YOUR TASK:
All records must be restated word for word.

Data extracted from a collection
*** Block opens ***
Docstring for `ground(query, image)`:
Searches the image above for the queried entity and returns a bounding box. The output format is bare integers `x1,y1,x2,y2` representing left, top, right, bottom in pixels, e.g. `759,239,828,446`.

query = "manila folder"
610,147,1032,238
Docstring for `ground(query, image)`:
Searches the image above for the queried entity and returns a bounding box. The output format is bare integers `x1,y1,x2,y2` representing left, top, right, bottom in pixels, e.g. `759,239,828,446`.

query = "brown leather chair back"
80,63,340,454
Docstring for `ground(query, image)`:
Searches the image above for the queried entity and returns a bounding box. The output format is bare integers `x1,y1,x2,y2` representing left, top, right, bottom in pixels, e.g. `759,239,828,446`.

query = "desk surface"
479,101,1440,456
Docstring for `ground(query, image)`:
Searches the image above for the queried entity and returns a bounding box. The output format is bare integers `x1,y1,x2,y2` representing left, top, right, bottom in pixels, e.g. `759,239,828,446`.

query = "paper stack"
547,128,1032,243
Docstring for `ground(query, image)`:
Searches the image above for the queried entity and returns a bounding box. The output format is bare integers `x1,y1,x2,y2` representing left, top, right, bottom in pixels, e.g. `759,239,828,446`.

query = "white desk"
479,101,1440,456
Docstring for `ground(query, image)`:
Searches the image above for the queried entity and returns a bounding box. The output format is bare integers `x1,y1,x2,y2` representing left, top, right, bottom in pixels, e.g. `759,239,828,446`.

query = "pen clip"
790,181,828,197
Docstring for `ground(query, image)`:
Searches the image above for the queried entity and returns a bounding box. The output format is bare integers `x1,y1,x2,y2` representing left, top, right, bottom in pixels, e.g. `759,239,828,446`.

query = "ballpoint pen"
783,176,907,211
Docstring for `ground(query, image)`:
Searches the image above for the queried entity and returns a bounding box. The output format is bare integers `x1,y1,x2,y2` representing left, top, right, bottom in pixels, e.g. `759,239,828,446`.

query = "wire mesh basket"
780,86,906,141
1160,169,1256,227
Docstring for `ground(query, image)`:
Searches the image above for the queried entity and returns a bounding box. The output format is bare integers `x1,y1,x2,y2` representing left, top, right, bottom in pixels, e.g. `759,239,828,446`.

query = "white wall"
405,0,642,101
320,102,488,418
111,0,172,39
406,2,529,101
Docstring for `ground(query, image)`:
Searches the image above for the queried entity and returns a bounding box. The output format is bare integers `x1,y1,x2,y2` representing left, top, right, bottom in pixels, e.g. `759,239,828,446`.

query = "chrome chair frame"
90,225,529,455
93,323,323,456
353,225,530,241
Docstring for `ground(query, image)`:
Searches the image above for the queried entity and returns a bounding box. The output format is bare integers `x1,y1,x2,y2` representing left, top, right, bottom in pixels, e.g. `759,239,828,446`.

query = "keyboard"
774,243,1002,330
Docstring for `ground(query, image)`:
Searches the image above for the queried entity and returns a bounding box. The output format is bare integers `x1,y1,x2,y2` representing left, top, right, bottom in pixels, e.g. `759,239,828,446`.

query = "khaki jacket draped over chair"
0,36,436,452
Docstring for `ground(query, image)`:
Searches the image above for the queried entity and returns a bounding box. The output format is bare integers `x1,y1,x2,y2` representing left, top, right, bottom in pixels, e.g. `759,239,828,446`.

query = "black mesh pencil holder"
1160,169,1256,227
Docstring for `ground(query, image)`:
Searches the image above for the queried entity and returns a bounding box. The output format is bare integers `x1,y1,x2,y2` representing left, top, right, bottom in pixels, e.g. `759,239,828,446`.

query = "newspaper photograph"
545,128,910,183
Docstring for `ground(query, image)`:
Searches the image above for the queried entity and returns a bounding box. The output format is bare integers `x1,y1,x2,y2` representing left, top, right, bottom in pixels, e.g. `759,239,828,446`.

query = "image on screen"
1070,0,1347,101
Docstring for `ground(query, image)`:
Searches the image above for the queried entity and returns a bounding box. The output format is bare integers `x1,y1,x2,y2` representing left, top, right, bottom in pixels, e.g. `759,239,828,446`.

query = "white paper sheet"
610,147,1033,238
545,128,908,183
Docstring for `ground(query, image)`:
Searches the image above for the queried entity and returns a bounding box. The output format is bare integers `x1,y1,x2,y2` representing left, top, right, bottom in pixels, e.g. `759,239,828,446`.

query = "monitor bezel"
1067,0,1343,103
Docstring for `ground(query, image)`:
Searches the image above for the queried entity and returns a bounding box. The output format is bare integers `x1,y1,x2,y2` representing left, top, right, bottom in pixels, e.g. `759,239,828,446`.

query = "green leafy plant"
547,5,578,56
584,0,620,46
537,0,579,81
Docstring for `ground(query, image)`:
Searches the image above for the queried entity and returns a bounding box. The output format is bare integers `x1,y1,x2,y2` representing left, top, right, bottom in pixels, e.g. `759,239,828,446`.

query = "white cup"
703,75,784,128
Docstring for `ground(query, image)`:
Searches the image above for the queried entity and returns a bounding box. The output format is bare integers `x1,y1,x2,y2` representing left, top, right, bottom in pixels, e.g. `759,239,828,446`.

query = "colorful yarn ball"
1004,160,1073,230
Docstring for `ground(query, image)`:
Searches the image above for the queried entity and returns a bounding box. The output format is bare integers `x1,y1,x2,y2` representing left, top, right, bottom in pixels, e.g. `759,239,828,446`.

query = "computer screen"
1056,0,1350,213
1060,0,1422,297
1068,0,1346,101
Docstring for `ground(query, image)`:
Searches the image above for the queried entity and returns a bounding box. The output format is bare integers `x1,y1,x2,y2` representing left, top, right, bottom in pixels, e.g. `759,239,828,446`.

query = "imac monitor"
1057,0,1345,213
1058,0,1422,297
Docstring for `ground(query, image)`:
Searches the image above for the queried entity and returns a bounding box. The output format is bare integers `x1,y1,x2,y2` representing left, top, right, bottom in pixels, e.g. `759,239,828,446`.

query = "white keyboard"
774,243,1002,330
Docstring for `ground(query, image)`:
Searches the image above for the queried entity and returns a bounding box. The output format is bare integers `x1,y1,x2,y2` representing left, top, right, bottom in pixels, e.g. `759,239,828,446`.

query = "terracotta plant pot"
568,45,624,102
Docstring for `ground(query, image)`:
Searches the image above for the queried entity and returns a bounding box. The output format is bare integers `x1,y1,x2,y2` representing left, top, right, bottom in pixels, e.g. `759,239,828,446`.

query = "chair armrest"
*** Block closes ***
YOUR SOLUTION:
Docstring for `ground(query, image)`:
Searches the image above for the queried entity and returns a bounding box. The output format is bare integers `x1,y1,x2,y2` representing left, top, right, bottom in pixels, e.g. `759,239,828,446`.

query = "manila folder"
610,147,1032,238
Docstring for `ground(query, image)`:
Searches the image above for the queried entity and returns a bounding box. The output format is bare integers `x1,y1,x2,y2` representing left, top, right, bottom in pixels, e.g. `759,239,828,446`.

query = "brown leather chair back"
80,63,340,454
Docstring for `ground(query, image)`:
Searches the image above for the queried entity and returns a bounding box. The output format is bare integers `x1,y1,x2,y2` representing left, top, right, bottom in pixels, e.g. `759,239,828,446`.

query = "desk surface"
479,101,1440,456
Docstring for `ground(query, image)`:
Searches the image above for the queried entity and returns a bounding box. The output format is bare integers `x1,y1,x2,y2` representing left, top, right, bottom in pixels, e.g. `759,239,828,446`.

query = "paper stack"
547,128,1032,243
Docstring for `ground(query, image)`:
Searches the image above for the queried entity and returns a bounding box. The output format is bare integers `x1,y1,x2,y2` representing left, top, right, bottom in pixels, e.g. `759,239,828,446`.

query = "white desk"
479,101,1440,456
Docstring for `ground(query, image)`:
Searches the image above for the queried entity and returns a bounding box. The output format is bare integers `x1,y1,x2,y2` representing left, top, right, bottom in pixels, e.g. `759,239,828,446`.

query = "pen clip"
790,181,828,197
Docstring for `ground(query, image)`:
Searches the image above for the queried entity and returns a bounding box. The output format is bare integers `x1,y1,x2,y2` representing left, top, right, bottom in pixels, e.g. `759,239,828,446`.

query = "ballpoint pen"
783,176,907,211
Docstring for `ground(query, image)`:
Searches the image above for the queried entity and returns a bounding box. The output format is bare integers `x1,y1,x2,y2` representing left, top, right, bottom in pixels, e.g. `759,239,828,446`.

query = "wire mesh basket"
780,86,906,141
1160,169,1256,227
Docstring for `ground(query, image)`:
Searches the image above for the queried entity and returns a bounding box. The output format is bare integers `x1,y1,x2,y2` representing left, top, right, bottom in pixels, e.g. `759,239,828,446`.

query = "white wall"
405,0,642,101
320,102,488,418
111,0,172,39
406,2,529,101
Docstring for `ground(query, image)`:
Searches the image above for the queried entity and returns a bounding box. The output format is bare integers `x1,y1,x2,y2` representing left, top, right, bottom in pixels, e.g. `759,239,828,446`.

query = "chrome chair frame"
90,225,529,455
93,323,323,456
353,225,530,241
Docstring for `ground(query, image)`:
Searches the image above for the queried entity and returns a bounding box. The output format is bare integers `x1,y1,x2,y2` representing left, top, right, bottom in pixels, e.g. `759,239,828,446`.

query = "keyboard"
774,243,1002,330
Docstring for `ground(query, image)`:
Searches the image above for the queried entity and returns a bounding box. The output format is bare integers `x1,y1,x2,y2` representing left, top, right, bottom in pixels, e.g. `759,239,828,446`.

query = "khaki jacket draped over chair"
0,36,436,452
Docstring for `ground(query, image)`:
Searches the image above for the queried entity and returns a bounding box. The output format is bare integers `x1,y1,x2,y2` representing left, top, right, bottom in pixels, e.g. `759,239,828,446`.

query = "black mesh pencil holder"
1160,169,1256,227
Docstring for `ground(query, image)`:
Searches the image above for the queried entity and returns a bounding box. The output format is bare integers `x1,y1,x2,y2` representing left, top, right, bottom in pixels, e.g. `759,239,828,446`.

query = "newspaper photograph"
545,128,910,183
Docstring for `ground(query, image)`:
Searches the image above for the queried entity and returns a bounding box. The output format is bare integers `x1,y1,x2,y2` representing left, top, right, bottom in pixels, e.g. `759,239,828,446`.

query = "image on screen"
1070,0,1347,101
Docstring for `ground(query, image)`:
Searches the image above for the queried entity and returns a bounding box. The output format is bare integers `x1,y1,x2,y2` representing left, top, right, bottom in pixels, e.g. `759,239,828,446`.

query = "white paper sheet"
610,147,1033,238
545,128,908,183
Docstring for `ground(query, image)`:
Searches the image above for the queried entity and returns a bounding box. The output format is bare integers `x1,y1,x2,y2` representing left, top, right, bottom in pixels, e.g. `759,239,828,446`.

query = "monitor bezel"
1067,0,1343,103
Docstring for `ground(query, image)`:
Searches the image above for the queried entity and returns a bounding box. The output format is bare integers `x1,y1,x2,y2` representing left, top, right, bottom in pixels, e.g. `759,239,828,446`.

query = "green leafy plant"
547,5,578,56
584,0,620,46
537,0,579,81
Docstring for `ground(query, image)`:
Searches the image above for the queried entity and returns a bounding box. The output format is bare integers `x1,y1,x2,y2` representing left, top, right, bottom in pixels, e.g. `759,239,828,446`.

query = "white cup"
703,75,784,128
Docstring for `ground(query, image)`:
Searches the image above for the queried entity and returns a bounding box. The output format is bare integers `x1,y1,x2,y2` representing left, top, right, bottom in pixels, e.g. `759,239,828,446`.

query = "colorful yarn ball"
1004,160,1073,230
Docstring for `ground(query, image)`:
Searches the image above for the queried entity and returns a bounding box. The output format is bare integers `x1,y1,x2,y2` representing left, top, right, bottom in pixels, e.g. `759,239,828,446`.

query = "computer screen"
1056,0,1350,213
1060,0,1422,297
1068,0,1346,101
Docstring for `ground(query, image)`:
Searches the image above for the queried entity and returns a bounding box. The output format is bare integers `x1,y1,x2,y2` representing left, top, right, bottom in pixels, e.g. `759,239,828,446`.

query = "imac monitor"
1057,0,1345,213
1058,0,1422,297
Docstring for `ground(query, image)`:
Searches the image above for the queried entity and returns a bounding box. The output format is bare integers `x1,y1,x2,y2` representing left, top, right, bottom in pixels, e.g. `759,239,828,446`.

query = "white keyboard"
774,243,1002,330
Docstring for `ground(query, image)`:
Searches the image above for the queried entity and returns a bounding box. The output format is bare integers `x1,y1,x2,y2` representing left, top, right, bottom in pixels, e.g. `759,239,828,446`.

query = "terracotta plant pot"
568,45,624,102
Docstring for `ground(query, image)`:
Searches the image above for the queried entity and returns a bounding box. The output format is bare integers `x1,y1,x2,y2` representing left, top, right, bottom in pixels, e.g. `759,239,828,446`.

query = "chair armrest"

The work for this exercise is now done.